■ **Problem description**
All lines from the one containing "white building, which" through the end of the entries below should appear in the answer exactly, with no others.
Start of Data for this task
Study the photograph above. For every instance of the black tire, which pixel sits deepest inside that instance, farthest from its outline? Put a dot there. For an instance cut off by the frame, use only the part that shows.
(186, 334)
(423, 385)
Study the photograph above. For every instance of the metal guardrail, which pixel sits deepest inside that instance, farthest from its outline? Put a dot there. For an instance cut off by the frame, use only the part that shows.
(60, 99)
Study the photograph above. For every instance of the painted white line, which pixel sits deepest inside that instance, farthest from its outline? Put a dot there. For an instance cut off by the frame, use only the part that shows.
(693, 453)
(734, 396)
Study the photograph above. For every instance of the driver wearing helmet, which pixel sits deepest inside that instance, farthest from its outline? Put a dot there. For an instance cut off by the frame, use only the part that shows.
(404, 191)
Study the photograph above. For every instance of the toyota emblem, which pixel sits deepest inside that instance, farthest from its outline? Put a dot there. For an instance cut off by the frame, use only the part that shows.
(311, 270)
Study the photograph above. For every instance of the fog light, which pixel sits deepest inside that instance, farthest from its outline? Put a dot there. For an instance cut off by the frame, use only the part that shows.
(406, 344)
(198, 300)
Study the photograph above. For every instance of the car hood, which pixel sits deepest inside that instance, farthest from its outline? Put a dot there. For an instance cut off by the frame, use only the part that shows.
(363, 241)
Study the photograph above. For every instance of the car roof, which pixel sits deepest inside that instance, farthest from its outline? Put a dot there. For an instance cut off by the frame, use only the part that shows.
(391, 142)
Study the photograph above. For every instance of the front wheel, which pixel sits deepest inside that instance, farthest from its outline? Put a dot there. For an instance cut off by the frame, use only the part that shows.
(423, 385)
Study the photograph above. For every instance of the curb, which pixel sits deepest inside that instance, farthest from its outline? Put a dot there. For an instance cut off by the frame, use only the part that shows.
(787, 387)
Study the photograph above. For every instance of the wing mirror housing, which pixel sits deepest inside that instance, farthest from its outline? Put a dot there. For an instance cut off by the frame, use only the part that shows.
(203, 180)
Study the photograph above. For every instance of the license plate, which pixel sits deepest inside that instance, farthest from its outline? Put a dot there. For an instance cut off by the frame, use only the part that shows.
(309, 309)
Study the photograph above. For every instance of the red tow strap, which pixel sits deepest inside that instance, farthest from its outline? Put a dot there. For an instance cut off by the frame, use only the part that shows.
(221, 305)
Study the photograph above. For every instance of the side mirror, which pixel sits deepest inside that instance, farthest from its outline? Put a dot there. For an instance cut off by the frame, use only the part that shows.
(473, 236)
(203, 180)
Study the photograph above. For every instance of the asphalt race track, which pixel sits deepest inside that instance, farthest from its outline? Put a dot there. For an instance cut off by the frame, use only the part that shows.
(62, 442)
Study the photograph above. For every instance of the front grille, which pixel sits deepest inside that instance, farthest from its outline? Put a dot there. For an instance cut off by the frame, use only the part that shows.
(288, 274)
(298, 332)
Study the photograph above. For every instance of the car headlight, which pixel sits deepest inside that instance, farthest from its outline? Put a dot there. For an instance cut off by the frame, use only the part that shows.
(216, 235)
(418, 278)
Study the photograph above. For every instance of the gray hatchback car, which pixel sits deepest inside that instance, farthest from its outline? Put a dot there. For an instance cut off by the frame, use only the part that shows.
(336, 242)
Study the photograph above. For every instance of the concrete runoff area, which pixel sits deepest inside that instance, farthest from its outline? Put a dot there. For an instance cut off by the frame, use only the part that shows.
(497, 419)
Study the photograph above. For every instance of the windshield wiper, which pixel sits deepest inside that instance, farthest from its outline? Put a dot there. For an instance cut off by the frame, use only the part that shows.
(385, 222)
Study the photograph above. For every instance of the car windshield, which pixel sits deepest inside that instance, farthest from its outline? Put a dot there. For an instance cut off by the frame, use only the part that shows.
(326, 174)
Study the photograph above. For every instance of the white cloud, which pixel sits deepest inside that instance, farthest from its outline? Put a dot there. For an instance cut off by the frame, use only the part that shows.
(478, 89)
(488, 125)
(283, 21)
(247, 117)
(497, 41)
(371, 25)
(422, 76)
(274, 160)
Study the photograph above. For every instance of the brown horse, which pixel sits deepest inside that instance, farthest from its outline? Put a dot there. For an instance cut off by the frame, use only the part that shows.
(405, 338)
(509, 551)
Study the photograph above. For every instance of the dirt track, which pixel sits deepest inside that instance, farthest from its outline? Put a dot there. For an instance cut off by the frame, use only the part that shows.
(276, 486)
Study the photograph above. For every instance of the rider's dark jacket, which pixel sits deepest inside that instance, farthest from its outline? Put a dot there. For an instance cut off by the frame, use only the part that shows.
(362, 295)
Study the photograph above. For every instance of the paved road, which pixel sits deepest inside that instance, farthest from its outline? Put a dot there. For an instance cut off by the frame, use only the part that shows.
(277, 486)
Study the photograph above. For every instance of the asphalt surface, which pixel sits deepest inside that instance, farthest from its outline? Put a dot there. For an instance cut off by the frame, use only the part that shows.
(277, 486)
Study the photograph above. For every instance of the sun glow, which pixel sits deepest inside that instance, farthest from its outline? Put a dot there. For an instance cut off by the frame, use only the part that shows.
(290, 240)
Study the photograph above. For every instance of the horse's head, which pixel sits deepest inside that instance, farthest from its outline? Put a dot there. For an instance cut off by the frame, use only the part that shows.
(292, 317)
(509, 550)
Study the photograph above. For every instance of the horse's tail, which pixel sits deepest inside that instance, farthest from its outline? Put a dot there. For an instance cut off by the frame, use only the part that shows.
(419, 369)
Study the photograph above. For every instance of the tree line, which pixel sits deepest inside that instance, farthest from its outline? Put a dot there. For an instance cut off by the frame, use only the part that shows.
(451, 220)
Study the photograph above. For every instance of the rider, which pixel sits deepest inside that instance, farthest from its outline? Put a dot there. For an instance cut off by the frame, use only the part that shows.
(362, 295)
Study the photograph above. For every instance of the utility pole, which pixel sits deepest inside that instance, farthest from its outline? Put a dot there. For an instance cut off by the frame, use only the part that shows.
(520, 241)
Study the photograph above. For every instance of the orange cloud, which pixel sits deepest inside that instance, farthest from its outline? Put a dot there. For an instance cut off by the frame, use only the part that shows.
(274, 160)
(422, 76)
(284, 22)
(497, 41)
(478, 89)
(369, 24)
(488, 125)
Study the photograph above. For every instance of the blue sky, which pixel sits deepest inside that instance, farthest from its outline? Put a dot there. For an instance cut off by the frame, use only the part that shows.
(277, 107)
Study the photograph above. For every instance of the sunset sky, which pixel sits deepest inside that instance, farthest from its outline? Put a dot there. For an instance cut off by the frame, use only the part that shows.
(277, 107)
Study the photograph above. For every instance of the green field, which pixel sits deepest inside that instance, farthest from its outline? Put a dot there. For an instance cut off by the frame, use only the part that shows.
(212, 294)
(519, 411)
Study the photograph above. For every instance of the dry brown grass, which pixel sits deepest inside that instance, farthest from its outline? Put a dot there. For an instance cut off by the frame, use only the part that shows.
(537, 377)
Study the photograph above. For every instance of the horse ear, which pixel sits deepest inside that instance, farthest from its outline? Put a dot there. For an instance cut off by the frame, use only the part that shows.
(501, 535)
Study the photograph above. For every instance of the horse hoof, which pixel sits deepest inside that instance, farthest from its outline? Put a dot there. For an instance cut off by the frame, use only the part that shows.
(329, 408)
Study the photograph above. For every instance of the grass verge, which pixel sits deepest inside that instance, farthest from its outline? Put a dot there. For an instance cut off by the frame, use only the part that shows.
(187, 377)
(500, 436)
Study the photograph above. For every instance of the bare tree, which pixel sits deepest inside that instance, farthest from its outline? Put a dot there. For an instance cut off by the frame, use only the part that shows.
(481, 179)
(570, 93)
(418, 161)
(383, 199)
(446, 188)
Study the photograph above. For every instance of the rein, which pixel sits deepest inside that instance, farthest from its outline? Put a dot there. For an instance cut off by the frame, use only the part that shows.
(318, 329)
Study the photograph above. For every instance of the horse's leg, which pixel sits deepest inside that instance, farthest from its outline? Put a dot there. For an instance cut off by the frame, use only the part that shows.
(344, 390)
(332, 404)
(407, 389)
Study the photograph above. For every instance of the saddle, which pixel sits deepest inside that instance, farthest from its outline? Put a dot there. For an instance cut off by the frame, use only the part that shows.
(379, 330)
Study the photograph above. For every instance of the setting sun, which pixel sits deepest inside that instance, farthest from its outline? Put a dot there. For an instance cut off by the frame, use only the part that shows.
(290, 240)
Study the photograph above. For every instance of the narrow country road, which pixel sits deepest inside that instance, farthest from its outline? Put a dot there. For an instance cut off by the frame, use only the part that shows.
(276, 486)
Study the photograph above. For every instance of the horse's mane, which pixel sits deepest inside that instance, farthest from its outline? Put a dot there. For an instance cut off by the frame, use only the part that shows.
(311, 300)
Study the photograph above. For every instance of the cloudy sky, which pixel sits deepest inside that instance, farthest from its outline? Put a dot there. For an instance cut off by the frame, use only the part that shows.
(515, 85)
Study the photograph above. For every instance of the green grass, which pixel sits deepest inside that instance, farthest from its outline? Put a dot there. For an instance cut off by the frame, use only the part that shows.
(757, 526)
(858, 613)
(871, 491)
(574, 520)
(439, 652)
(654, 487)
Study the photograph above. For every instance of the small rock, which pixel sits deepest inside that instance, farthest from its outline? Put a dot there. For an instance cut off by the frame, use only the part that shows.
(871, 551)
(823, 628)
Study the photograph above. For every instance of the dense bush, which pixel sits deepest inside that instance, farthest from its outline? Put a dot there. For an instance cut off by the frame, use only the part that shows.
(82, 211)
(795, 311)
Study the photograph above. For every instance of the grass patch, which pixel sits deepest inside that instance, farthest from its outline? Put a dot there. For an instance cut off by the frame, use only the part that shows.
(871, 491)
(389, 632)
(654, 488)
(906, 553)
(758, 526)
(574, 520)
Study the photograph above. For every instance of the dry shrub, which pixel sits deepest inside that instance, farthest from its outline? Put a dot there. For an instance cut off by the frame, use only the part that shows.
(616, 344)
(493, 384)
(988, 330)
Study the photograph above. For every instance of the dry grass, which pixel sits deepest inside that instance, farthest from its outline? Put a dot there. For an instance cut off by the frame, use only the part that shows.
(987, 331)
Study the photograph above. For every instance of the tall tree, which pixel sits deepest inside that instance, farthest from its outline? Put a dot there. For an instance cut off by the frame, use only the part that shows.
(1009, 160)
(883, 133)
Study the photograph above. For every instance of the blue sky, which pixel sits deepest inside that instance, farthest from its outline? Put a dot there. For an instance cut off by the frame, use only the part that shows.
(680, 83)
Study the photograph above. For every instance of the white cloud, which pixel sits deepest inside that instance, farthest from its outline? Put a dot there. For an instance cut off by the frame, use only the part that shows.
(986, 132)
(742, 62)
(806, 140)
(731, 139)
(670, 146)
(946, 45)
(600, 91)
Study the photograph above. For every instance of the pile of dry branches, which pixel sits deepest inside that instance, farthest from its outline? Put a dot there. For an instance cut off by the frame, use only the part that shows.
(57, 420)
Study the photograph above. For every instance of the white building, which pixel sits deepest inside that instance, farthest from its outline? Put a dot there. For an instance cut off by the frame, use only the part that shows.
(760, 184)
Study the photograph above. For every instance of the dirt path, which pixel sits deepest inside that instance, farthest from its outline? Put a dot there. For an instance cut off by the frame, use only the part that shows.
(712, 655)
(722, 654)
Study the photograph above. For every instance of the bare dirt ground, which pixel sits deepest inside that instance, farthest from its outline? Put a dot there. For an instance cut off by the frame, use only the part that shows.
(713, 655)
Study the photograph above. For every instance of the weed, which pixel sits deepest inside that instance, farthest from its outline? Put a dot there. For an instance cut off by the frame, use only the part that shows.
End of Data for this task
■ **Exercise solution**
Study the photograph above. For every instance of the white building, which pixel sits deepest inside that instance, farthest from its outline? Put a dot there. For an instance cut off by the frame, use only the part that shows.
(760, 184)
Study the photograph above. For every instance of the dirt path, which pixel sits deepest inside that instance, farthest from its outline? Put a dot there. For an instance cut off by the frame, use only the part that shows.
(712, 655)
(722, 654)
Study the photograph above. For every instance of the bare dirt ground, which pixel sits deepest inside that instance, farthest from its outline? Put a dot there. For an instance cut off by the frame, use only the part that shows.
(713, 655)
Study the photograph above. For every instance of the weed, which pixel sits deepest inside that instance, farthest from its outline? Put a dot there. For an instance cut off by the frame, use only the part that shows.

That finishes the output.